TASK OBJECTIVE: Switch each "Greenhouse-scouting task" in the items below to "Garden-survey task" and give the lines again with everything else unchanged. Leave the pictures out of your copy.

[Excerpts from a point labeling dataset]
—————

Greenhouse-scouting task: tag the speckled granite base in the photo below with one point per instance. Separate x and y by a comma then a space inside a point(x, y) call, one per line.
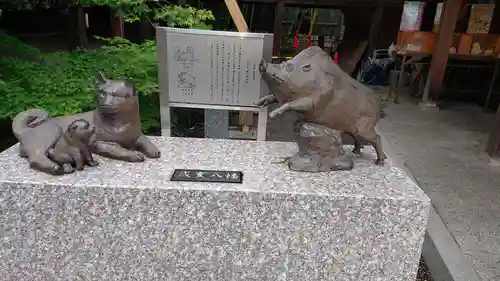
point(127, 221)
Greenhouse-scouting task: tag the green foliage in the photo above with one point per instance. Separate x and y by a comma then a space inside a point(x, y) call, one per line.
point(64, 82)
point(17, 4)
point(184, 16)
point(173, 15)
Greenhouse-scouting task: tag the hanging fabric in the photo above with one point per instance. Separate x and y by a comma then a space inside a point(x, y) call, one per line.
point(309, 35)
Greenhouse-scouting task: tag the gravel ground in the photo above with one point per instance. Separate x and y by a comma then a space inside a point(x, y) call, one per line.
point(423, 272)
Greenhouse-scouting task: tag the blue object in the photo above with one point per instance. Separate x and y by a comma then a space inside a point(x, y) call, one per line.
point(372, 74)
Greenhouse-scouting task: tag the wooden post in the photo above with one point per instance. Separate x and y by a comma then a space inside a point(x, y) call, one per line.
point(374, 29)
point(245, 118)
point(117, 25)
point(493, 145)
point(76, 28)
point(279, 14)
point(451, 10)
point(146, 29)
point(321, 41)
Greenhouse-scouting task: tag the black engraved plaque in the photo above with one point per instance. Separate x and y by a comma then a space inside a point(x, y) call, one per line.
point(207, 176)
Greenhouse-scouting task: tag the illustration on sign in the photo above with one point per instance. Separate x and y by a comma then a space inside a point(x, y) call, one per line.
point(187, 55)
point(186, 81)
point(207, 176)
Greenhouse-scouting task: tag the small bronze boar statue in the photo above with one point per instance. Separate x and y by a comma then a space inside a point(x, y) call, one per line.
point(72, 148)
point(312, 84)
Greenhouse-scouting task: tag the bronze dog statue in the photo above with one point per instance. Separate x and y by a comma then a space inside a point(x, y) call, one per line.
point(117, 128)
point(312, 84)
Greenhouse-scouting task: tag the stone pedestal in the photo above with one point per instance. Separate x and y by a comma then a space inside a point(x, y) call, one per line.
point(127, 221)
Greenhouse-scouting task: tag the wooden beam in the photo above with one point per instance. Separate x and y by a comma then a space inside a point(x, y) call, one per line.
point(375, 29)
point(238, 18)
point(279, 14)
point(451, 10)
point(76, 28)
point(245, 118)
point(493, 145)
point(117, 25)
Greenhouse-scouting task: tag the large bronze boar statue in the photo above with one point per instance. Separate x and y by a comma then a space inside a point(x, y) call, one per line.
point(313, 85)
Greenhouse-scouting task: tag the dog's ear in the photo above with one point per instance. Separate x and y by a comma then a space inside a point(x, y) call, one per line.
point(101, 79)
point(72, 127)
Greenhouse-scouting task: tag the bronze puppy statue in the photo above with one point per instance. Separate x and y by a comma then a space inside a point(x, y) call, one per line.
point(312, 84)
point(73, 147)
point(117, 128)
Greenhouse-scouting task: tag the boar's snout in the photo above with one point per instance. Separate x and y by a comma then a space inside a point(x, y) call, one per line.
point(263, 66)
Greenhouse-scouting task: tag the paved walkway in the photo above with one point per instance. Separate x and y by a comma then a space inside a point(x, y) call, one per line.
point(443, 150)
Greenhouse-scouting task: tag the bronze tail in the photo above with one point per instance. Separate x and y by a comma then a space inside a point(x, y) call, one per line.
point(28, 119)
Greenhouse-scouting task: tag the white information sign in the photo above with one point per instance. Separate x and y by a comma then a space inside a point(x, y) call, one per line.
point(213, 68)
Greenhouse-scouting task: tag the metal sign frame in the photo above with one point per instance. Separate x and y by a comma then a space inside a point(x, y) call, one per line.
point(165, 104)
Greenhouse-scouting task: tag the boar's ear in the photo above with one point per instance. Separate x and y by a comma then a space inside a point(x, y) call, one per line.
point(306, 67)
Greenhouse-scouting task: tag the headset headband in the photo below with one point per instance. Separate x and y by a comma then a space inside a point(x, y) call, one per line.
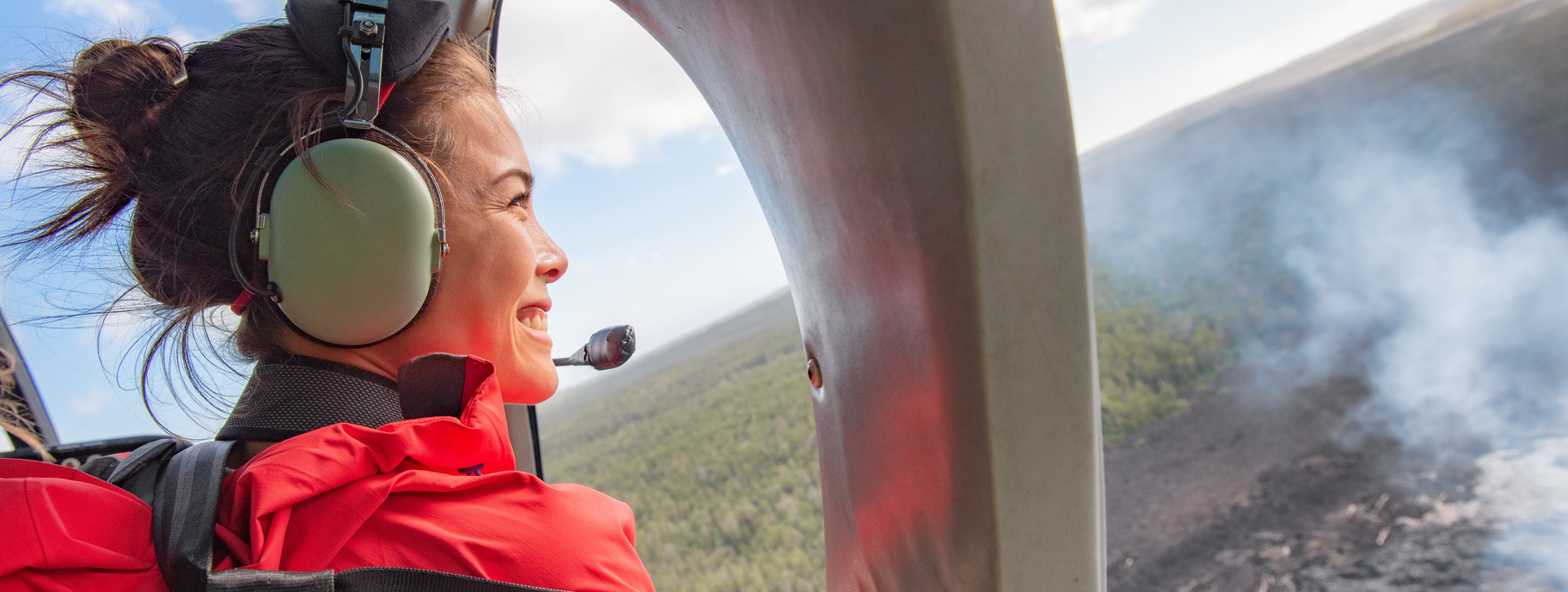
point(407, 33)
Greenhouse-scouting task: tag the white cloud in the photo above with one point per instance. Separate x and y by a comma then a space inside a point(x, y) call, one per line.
point(119, 11)
point(91, 403)
point(1097, 20)
point(124, 18)
point(598, 87)
point(256, 10)
point(110, 16)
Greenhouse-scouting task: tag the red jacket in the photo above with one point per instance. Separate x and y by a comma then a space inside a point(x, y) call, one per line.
point(339, 496)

—————

OUTPUT OF THE TASK:
Garden-survey task: tag the speckled granite base in the photo below with one point per instance. Separate x and y by a comma then a space inside a point(x, y) call, one per line.
point(127, 221)
Garden-survey task: tag the green foliage in the photo above with one point per instance. Separate x and y by a comma then a space inside a point(x, y) call, one per line.
point(64, 82)
point(17, 4)
point(184, 16)
point(173, 15)
Garden-survey task: tag the hanging fabric in the photo above with one point per instance. Separate x and y by a comma then a space inside a point(x, y) call, one per line.
point(309, 35)
Garden-survey task: tag the gravel ground in the photo above with one point per instance. Separate x and y by a comma then a space inside a point(x, y) call, one per line.
point(423, 272)
Garden-survey task: tag the blue object in the photo above with one point per instance. Separate x and y by a comma then a space inside a point(x, y) call, one per line.
point(372, 74)
Garden-survey task: tag the wooden post in the photo above with one point per instance. Separate x and y by a comma then a space inside a point(x, y) call, one per line.
point(374, 29)
point(245, 118)
point(117, 25)
point(493, 145)
point(76, 28)
point(279, 14)
point(451, 10)
point(146, 29)
point(321, 41)
Garden-survey task: tag the black engraved plaque in the photo above with one point per instance. Separate x and y by a comma then a space inside a point(x, y) call, one per line.
point(207, 176)
Garden-survey task: tag the illustration on sign in the photo above with one point per instance. Separate x and y by a comma then a space inside a point(x, y) call, one per line.
point(187, 55)
point(186, 81)
point(207, 176)
Garden-survey task: tag the small bronze boar statue in the photo above with one point per instance. Separate x and y by a comma then a space inside a point(x, y) call, one per line.
point(72, 148)
point(312, 84)
Garden-survey task: tag the bronze dog statue in the photo above with one point per instance. Separate x and y by a comma then a space inside a point(x, y) call, one per line.
point(117, 128)
point(312, 84)
Garden-survey task: tag the stone pedestal in the photo above with one point per instance. Separate x and y by a comma then a space inside a point(x, y) call, one per line.
point(127, 221)
Garden-survey task: tag the wooden beam in the photo above with one point per instance. Separate x and y by a comma then a space inside a point(x, y) call, one per line.
point(375, 29)
point(238, 18)
point(279, 14)
point(451, 10)
point(76, 28)
point(245, 118)
point(493, 145)
point(117, 25)
Garden-survey task: tag the large bronze boar statue in the photo above with one point per instance. Separate x and y by a comma then a space inside a point(x, y) call, one per line.
point(313, 85)
Garden-survey task: tag the dog's ear in the photo above with one point per instance. Separate x and y by a comma then a space inside a point(x, y) call, one per line.
point(101, 79)
point(72, 127)
Garden-survey task: tag the bronze puppy statue in the photo above with one point per instance. Separate x and y by a comma then a space inside a point(x, y) call, one per line.
point(312, 84)
point(73, 147)
point(117, 128)
Garden-survey task: tag the boar's snout in the photo above with one point per instance. Separate x and y by a comma then a space inside a point(x, y) call, one per line.
point(263, 66)
Garden-survey task: tag the paved walkway in the photo above with one point per instance. Separate x and y by a comma then a space inside a point(x, y) call, one per line.
point(443, 150)
Garden-survey task: tag the bronze tail in the photo above with one point per instance. Separate x and y by a comma then a space inside a point(x, y) call, one per line.
point(28, 119)
Garden-survey task: tag the white information sign in the photo above with one point per instance. Separate x and y by a comma then a space inside a point(x, y) call, one per line.
point(213, 68)
Garden-survey task: tag the metal sign frame in the photo above with one point per instance. Separate x and y by a comma then a space inside a point(x, y) call, one per line.
point(165, 104)
Garden-survey task: tag the boar's ear in the photo above with one point per instance. Separate x and y by a comma then a space inside a point(x, y) call, one per line.
point(306, 67)
Garden-survey task: tag the headset headband in the photo below with one point per instance. Separate x and y by a comma then a space inside a point(x, y) call, one per line.
point(407, 33)
Garden-survey task: tag the white cloud in the photo above with one point per instance. Separate x and y by a comma then a space inside a point(x, y) call, one per line.
point(119, 11)
point(91, 403)
point(1097, 20)
point(124, 18)
point(598, 87)
point(256, 10)
point(110, 16)
Garden-survey task: tag the red jacket in the photo above with one point per instance. Separate x and y by a comma then a space inside a point(x, y) call, one per line.
point(339, 496)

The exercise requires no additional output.